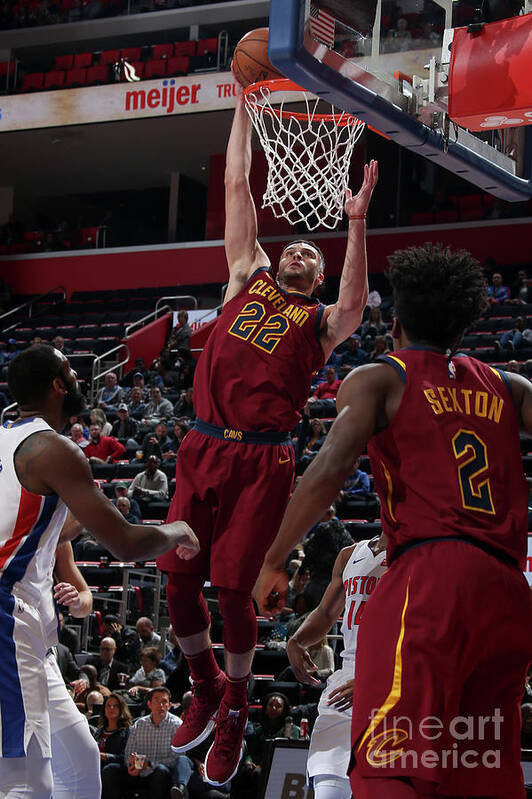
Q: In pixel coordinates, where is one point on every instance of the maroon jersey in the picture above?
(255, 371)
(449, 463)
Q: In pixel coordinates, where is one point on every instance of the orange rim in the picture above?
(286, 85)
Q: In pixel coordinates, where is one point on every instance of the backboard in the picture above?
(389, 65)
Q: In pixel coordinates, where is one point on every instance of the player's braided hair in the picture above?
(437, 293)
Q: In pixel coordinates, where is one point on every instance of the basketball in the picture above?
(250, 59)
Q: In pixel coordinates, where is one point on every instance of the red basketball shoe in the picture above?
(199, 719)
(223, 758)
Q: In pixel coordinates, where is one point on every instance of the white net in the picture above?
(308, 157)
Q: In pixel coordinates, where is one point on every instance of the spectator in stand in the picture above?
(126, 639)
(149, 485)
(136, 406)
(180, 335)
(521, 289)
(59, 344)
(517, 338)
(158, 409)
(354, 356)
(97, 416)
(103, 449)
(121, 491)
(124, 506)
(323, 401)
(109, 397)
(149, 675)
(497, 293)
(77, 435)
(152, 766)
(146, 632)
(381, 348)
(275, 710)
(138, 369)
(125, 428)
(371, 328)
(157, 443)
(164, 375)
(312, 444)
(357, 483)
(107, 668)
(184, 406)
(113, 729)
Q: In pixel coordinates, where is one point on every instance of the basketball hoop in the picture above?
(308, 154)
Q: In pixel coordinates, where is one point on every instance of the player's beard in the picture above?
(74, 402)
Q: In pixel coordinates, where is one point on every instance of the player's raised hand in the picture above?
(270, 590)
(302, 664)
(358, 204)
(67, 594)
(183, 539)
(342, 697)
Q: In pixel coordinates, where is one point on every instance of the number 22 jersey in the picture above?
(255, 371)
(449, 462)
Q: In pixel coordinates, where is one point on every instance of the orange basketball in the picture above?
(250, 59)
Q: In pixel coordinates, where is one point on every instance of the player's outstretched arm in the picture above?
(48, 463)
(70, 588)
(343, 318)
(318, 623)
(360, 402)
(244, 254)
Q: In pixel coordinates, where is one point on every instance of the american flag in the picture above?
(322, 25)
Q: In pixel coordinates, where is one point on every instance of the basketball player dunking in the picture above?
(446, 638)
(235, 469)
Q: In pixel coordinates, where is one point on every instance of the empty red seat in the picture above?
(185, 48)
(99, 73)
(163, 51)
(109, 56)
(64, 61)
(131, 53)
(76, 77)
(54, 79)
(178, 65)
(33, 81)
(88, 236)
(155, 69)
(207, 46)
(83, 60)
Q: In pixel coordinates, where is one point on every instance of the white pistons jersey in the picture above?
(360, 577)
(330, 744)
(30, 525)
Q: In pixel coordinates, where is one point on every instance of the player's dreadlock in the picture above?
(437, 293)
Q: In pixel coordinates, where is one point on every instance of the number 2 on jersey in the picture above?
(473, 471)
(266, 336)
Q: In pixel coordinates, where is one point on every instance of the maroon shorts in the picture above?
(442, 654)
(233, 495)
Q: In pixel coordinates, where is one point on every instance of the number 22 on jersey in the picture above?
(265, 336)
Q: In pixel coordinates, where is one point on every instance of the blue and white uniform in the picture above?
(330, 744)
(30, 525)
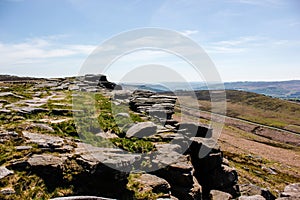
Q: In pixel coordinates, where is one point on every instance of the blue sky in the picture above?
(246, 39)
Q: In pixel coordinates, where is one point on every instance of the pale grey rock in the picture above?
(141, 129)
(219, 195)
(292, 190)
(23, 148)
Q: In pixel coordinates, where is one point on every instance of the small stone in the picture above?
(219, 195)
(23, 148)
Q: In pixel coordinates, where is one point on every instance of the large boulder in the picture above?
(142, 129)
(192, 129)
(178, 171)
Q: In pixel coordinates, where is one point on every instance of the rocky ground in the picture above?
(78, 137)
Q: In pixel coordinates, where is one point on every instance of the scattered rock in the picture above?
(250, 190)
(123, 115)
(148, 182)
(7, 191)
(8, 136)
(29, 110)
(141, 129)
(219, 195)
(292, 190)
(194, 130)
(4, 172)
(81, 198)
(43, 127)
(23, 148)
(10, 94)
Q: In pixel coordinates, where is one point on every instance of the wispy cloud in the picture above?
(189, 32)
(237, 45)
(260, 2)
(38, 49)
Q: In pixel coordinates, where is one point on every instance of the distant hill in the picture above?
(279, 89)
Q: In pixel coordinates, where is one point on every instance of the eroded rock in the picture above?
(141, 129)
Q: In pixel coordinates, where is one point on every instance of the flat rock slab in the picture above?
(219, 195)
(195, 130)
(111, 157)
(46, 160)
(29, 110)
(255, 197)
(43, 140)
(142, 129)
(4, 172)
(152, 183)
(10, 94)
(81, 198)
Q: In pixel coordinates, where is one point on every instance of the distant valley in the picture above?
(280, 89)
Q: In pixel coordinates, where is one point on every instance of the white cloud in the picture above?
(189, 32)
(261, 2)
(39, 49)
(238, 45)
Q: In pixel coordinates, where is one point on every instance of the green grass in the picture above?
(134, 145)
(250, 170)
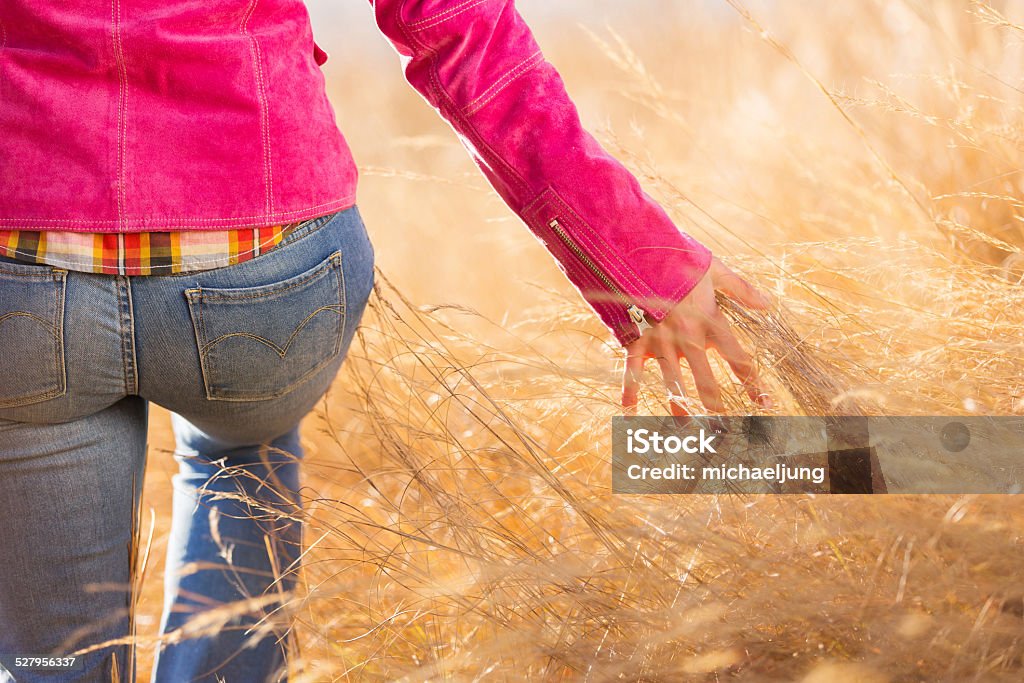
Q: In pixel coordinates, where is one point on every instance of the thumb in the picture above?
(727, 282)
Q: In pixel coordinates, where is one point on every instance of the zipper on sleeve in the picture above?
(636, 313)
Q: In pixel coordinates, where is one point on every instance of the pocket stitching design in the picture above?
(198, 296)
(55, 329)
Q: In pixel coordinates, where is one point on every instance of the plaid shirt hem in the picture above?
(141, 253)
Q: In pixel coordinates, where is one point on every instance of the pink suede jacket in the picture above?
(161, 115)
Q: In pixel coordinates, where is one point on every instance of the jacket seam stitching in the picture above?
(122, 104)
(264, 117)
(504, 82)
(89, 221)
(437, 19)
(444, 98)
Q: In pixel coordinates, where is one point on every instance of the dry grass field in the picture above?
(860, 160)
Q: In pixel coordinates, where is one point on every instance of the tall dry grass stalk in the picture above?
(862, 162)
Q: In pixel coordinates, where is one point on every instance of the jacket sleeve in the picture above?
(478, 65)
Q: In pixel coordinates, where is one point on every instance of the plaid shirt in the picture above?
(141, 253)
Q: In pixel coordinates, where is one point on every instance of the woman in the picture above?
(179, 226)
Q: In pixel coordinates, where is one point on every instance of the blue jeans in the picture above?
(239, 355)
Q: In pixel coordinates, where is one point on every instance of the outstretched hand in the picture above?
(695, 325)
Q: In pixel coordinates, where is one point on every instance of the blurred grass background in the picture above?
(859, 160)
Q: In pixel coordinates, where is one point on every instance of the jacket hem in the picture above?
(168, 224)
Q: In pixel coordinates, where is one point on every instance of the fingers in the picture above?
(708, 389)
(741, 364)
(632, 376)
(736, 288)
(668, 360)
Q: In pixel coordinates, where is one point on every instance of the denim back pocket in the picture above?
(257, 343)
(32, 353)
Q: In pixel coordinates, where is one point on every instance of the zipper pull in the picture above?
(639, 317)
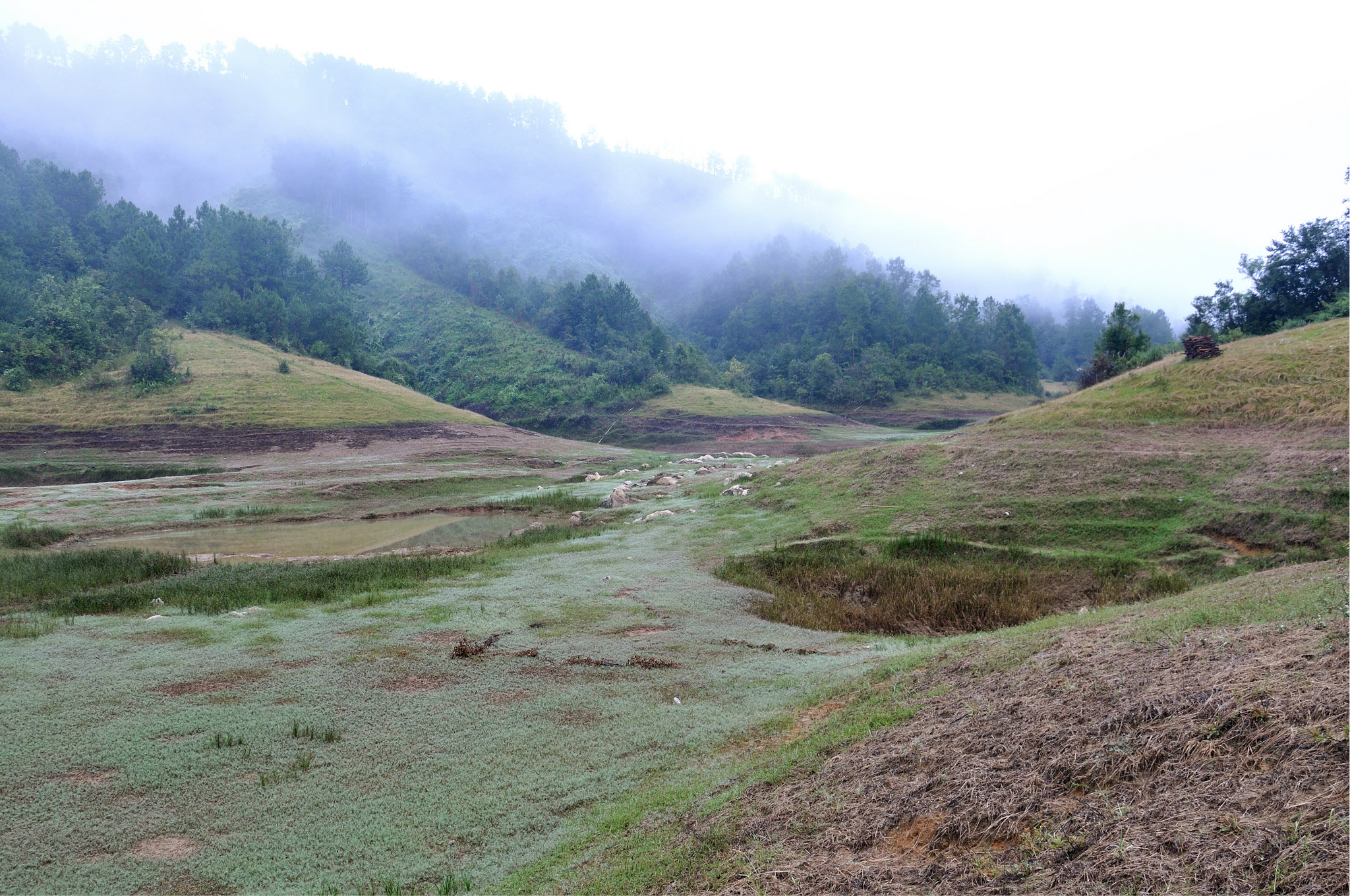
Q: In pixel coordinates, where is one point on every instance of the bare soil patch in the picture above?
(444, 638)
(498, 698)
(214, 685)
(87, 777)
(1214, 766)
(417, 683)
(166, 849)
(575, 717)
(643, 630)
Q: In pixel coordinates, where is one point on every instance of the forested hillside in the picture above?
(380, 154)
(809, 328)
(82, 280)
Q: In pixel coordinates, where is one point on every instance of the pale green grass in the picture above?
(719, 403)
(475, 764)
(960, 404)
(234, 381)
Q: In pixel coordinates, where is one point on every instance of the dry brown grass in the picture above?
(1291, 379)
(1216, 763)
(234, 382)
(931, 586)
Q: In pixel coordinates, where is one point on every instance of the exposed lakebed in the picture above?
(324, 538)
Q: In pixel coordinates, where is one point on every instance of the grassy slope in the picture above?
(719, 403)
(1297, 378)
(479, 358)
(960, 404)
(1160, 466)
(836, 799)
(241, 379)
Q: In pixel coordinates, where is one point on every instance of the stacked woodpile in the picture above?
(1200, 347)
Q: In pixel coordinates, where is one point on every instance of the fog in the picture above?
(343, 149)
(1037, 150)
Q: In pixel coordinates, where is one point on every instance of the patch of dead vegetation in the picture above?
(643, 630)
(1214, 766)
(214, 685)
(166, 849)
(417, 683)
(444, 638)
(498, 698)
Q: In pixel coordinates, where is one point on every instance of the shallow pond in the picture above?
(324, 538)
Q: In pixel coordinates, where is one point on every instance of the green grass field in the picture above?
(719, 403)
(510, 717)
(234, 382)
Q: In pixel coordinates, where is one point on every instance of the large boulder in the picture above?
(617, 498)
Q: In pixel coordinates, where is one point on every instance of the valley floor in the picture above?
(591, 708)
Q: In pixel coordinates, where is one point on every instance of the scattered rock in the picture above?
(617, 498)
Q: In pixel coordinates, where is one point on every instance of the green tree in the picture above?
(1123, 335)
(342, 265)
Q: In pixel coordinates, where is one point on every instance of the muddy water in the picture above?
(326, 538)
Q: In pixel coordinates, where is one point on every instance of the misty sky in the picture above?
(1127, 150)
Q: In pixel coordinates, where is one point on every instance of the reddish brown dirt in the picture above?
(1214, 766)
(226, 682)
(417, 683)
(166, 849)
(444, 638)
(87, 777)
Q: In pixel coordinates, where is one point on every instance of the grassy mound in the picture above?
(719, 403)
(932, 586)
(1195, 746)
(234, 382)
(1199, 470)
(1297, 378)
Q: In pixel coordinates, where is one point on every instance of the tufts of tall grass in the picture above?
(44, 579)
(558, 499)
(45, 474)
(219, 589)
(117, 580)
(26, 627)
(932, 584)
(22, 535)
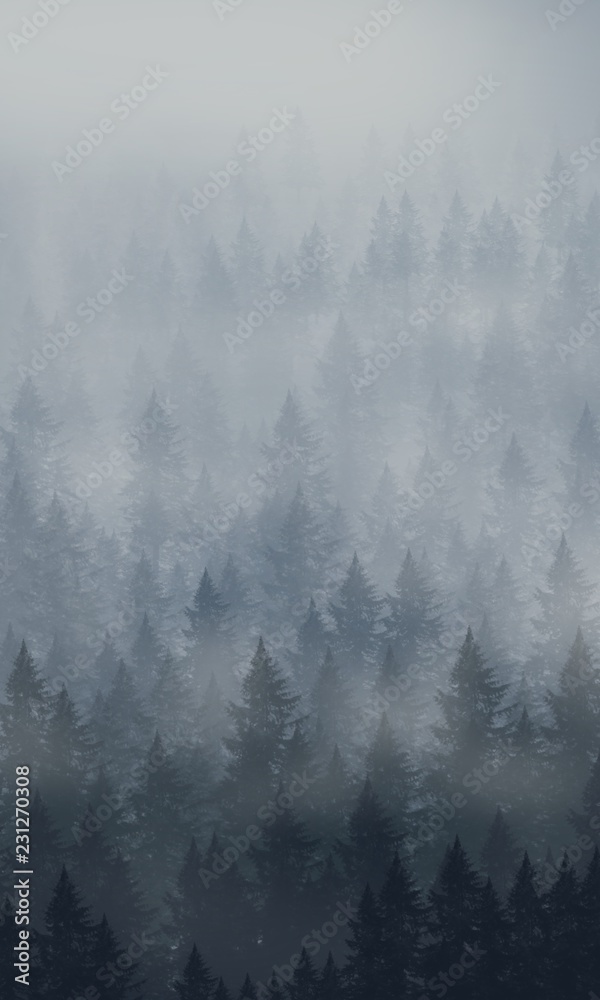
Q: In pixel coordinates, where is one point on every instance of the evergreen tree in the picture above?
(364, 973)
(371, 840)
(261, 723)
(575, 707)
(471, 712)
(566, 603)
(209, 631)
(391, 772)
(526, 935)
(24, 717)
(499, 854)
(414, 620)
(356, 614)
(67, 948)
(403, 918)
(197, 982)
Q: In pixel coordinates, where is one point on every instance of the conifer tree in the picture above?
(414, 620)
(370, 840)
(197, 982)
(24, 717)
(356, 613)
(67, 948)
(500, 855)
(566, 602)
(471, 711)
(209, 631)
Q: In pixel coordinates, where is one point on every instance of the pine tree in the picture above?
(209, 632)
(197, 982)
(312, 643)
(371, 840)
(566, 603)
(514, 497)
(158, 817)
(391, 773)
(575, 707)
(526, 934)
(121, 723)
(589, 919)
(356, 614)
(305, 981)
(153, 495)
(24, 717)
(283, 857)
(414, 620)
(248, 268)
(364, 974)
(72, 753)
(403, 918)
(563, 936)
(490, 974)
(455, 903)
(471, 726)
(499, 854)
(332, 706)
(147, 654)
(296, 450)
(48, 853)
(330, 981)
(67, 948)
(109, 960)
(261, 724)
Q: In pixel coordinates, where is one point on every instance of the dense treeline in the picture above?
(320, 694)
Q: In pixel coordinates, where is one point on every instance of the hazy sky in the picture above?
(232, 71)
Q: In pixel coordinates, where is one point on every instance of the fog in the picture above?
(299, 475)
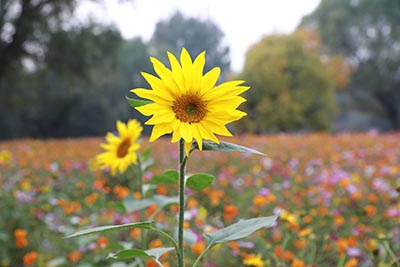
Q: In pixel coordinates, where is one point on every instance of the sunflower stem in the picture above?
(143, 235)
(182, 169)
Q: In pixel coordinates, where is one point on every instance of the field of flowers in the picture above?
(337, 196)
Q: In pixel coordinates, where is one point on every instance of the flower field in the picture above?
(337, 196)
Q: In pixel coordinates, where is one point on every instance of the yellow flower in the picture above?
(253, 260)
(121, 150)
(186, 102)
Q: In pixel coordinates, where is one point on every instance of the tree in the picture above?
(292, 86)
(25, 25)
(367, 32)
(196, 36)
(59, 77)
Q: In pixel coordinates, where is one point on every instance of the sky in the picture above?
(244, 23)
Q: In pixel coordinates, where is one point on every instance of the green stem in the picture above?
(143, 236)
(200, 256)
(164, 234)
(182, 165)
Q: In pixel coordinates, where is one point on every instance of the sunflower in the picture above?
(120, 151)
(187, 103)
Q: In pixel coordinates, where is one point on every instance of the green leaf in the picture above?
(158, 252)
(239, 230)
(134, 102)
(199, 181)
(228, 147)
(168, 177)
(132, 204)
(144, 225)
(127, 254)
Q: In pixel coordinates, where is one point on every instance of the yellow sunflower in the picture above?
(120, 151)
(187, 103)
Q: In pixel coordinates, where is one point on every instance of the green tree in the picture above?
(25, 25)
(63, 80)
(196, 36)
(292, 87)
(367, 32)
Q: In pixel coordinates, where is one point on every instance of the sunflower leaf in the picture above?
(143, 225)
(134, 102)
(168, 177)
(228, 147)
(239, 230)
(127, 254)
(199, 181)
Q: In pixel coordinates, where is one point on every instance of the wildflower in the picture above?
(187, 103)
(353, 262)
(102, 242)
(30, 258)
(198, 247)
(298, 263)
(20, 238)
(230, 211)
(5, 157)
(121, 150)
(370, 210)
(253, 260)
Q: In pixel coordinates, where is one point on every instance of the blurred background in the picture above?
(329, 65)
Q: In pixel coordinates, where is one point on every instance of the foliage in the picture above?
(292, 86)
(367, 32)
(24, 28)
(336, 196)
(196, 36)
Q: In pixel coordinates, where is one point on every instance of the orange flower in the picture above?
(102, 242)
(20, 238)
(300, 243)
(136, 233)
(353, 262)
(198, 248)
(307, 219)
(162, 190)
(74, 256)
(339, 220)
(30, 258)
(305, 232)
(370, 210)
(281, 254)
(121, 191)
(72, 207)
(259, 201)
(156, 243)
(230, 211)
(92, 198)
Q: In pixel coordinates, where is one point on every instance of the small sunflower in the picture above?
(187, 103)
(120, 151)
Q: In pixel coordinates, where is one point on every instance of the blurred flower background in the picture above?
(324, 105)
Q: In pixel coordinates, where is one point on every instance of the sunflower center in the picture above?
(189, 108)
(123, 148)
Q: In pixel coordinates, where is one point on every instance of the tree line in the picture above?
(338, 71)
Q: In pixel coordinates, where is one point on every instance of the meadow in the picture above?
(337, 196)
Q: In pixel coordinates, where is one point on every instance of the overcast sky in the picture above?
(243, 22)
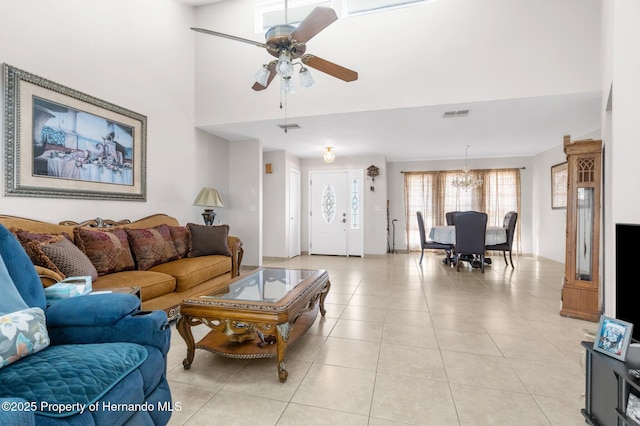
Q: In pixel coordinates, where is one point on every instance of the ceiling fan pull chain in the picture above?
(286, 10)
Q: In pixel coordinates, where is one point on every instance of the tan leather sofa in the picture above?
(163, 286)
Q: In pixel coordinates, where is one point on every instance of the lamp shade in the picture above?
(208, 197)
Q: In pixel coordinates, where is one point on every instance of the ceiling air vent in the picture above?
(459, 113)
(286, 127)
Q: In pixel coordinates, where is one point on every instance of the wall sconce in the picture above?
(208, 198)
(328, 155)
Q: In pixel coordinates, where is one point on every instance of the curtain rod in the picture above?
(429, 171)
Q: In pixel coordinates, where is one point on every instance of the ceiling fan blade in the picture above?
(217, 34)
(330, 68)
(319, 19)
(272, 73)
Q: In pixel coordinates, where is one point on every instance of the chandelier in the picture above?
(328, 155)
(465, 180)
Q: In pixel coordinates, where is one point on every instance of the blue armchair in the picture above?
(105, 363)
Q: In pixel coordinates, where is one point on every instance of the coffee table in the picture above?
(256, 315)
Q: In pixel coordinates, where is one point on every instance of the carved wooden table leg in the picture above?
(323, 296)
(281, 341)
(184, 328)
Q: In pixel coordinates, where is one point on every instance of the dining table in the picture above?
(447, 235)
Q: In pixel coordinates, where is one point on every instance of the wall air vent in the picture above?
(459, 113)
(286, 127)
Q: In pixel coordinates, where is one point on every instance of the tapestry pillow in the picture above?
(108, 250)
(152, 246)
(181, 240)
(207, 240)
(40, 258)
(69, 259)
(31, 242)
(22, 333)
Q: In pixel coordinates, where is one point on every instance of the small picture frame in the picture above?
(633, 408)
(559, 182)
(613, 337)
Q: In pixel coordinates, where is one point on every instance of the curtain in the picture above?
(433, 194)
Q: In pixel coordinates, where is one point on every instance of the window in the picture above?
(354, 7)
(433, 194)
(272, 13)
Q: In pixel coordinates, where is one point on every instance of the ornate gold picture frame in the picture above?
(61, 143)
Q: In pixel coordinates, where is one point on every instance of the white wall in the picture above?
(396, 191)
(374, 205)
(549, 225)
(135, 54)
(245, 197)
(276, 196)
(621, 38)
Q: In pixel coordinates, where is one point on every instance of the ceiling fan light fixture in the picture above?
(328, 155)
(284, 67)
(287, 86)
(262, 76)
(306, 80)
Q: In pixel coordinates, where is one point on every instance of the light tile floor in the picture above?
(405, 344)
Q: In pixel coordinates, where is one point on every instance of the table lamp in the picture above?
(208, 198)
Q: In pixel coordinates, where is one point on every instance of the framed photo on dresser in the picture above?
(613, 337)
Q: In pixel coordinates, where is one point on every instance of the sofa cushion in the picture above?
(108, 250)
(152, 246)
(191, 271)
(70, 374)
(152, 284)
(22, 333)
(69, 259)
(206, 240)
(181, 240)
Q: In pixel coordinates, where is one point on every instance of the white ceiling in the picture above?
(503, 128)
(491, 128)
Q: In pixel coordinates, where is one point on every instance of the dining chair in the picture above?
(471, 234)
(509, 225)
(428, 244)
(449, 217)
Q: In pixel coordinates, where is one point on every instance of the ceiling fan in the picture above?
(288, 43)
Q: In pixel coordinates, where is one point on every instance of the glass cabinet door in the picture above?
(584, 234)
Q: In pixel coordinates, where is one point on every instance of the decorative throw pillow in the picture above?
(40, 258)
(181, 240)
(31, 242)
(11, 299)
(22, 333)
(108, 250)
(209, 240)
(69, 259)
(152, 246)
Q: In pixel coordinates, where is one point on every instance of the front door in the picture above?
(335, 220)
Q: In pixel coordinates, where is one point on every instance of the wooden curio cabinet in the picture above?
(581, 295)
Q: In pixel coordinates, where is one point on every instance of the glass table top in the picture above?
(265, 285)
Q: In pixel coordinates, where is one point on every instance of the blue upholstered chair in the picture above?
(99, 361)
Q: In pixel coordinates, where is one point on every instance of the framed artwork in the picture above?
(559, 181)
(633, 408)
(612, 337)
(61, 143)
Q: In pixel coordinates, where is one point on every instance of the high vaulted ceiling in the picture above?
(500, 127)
==================================================
= Task objective =
Rewrite the lines above as a numbered list, starting with the line that contains "artwork in the picture above?" and ending with the final line. Leave out any blank lines.

= Result =
1. Q: In pixel coordinates, where is one point on every instance of the framed artwork in the picture above?
2. (559, 181)
3. (633, 408)
4. (612, 337)
5. (61, 143)
6. Q: In pixel coordinates, where is one point on every instance of the high vaulted ceiling in the picture above?
7. (500, 127)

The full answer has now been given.